━━━ MATERIAL SHOWN ━━━

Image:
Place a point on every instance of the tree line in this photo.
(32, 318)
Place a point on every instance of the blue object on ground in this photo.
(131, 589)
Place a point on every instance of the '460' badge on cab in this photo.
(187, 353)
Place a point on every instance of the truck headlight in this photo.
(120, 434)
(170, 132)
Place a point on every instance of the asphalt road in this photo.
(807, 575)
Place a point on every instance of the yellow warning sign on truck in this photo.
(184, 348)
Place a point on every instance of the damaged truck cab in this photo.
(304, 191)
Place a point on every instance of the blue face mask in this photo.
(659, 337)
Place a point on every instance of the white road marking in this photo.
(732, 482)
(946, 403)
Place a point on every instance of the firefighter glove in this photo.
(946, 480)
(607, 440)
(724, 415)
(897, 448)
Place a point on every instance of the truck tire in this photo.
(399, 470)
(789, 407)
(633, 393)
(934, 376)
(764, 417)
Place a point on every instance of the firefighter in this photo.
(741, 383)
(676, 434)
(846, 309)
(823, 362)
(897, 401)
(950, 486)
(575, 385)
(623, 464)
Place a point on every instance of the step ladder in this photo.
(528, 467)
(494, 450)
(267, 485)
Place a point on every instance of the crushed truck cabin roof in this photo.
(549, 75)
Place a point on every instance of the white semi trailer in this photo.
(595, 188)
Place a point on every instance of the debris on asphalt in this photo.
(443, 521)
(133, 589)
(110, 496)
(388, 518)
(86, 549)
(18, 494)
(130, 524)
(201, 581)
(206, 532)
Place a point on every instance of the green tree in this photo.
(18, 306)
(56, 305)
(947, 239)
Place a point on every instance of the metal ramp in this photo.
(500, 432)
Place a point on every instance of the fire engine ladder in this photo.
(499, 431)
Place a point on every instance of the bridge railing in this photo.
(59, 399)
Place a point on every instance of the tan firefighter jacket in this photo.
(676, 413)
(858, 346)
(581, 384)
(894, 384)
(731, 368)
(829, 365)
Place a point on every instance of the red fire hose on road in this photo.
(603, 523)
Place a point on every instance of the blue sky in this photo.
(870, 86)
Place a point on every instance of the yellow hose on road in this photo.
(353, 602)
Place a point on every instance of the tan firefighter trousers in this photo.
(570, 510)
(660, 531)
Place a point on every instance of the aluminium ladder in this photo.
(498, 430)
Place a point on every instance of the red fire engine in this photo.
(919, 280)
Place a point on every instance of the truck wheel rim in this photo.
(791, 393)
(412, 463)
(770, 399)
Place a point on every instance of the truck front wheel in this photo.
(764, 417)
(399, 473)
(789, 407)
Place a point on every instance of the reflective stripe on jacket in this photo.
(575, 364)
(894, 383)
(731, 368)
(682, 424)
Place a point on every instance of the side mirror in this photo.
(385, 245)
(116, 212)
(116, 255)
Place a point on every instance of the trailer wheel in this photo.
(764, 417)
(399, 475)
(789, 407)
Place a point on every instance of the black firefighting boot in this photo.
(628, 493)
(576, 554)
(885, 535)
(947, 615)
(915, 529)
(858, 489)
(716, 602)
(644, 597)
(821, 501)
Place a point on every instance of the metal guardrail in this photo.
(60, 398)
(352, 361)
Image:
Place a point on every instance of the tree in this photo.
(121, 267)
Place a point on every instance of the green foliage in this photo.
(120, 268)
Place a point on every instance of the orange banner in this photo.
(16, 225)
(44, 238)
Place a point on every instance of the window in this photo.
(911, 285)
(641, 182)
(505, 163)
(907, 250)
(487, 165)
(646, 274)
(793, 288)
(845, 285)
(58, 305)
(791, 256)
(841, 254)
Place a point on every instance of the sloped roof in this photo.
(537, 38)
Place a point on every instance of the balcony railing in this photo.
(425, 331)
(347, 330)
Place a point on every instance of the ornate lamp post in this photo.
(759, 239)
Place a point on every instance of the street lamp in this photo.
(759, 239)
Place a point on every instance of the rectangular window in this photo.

━━━

### WHAT YOU NEED TO DO:
Please repeat each line above exactly.

### PROBLEM SOLUTION:
Image:
Place a point on every instance of the tree line in this photo.
(32, 318)
Place a point on every instance of the blue object on ground in this photo.
(131, 589)
Place a point on every instance of the '460' badge on cab in this photo.
(187, 353)
Place a point on every instance of the truck headlight in this photo.
(120, 434)
(170, 132)
Place a point on every instance of the asphalt road in this photo.
(807, 575)
Place a point on every instance of the yellow warning sign on truck in this photo.
(184, 348)
Place a point on every instance of the damaged truck cab in this photo.
(304, 191)
Place a point on every instance of the blue face mask in this photo.
(659, 337)
Place a point on every instance of the white road marking in this photo.
(732, 482)
(946, 403)
Place a point on every instance of the firefighter glove in this photo.
(946, 480)
(607, 440)
(724, 415)
(897, 448)
Place a point on every instance of the truck tire in this photo.
(399, 470)
(789, 407)
(633, 393)
(934, 376)
(764, 417)
Place a point on every instance of the firefighter in this photo.
(741, 383)
(676, 434)
(846, 309)
(823, 362)
(897, 401)
(950, 486)
(575, 385)
(623, 464)
Place a point on every instance of the step ladder in this photo.
(528, 467)
(494, 450)
(267, 485)
Place a point on every instance of the crushed truck cabin roof in this photo.
(549, 75)
Place a point on every instance of the white semi trailer in this photo.
(595, 188)
Place a point on every instance of the debris on asphalt in this photo.
(443, 521)
(133, 589)
(110, 496)
(388, 518)
(86, 549)
(18, 494)
(130, 524)
(201, 581)
(206, 532)
Place a point on every instance of the green tree in this photo.
(18, 306)
(56, 305)
(947, 239)
Place a point on every instance of the metal ramp in this photo.
(500, 432)
Place a point on every instance of the fire engine ladder in this photo.
(499, 431)
Place a point on every instance of the bridge railing in this photo.
(59, 399)
Place a point on every instance of the tan firefighter jacket in this photo.
(676, 413)
(858, 346)
(581, 384)
(894, 384)
(731, 368)
(829, 365)
Place a point on every instance of the red fire hose on road in this photo.
(603, 523)
Place a point on every instance of the blue sky in this photo.
(870, 86)
Place a point on every instance of the yellow hose on road in this photo.
(353, 602)
Place a point on every instance of the tan firefighter trousers in this photo.
(570, 510)
(660, 531)
Place a point on every instance of the aluminium ladder in this photo.
(498, 430)
Place a point on every instance of the red fire engine in this photo.
(919, 280)
Place a point on every instance of the truck wheel rim in this photo.
(791, 393)
(412, 463)
(770, 399)
Place a point on every instance of the truck front wheel in this photo.
(764, 417)
(399, 473)
(789, 407)
Place a point on every instance of the reflective stripe on jacket in this photo.
(575, 364)
(894, 383)
(731, 368)
(682, 424)
Place a point on every instance of the side mirror in this photo.
(385, 245)
(116, 212)
(116, 255)
Place a point on every instance of the trailer wheel in this photo.
(764, 417)
(399, 475)
(789, 407)
Place a point on every instance of the black firefighting boot in this photo.
(628, 493)
(576, 554)
(885, 535)
(947, 615)
(915, 529)
(858, 489)
(716, 602)
(644, 597)
(821, 501)
Place a point on every instance of the metal guardrail in this photo.
(60, 398)
(352, 361)
Image:
Place a point on every instance of the tree in this photo.
(121, 267)
Place a point on every instance of the green foliage in this photo.
(120, 268)
Place a point on every instance of the orange banner in this photo.
(16, 225)
(44, 238)
Place a point on every instance of the window in this photo.
(911, 285)
(641, 182)
(505, 163)
(907, 250)
(487, 165)
(646, 274)
(793, 288)
(845, 285)
(58, 305)
(791, 256)
(841, 254)
Place a point on every instance of the sloped roof in this photo.
(537, 38)
Place a point on every instance of the balcony railing in this photo.
(425, 331)
(347, 330)
Place a point on every instance of the ornate lamp post in this photo.
(759, 239)
Place a point on every instance of the street lamp in this photo.
(759, 239)
Place a point on every instance of the rectangular window in this photo.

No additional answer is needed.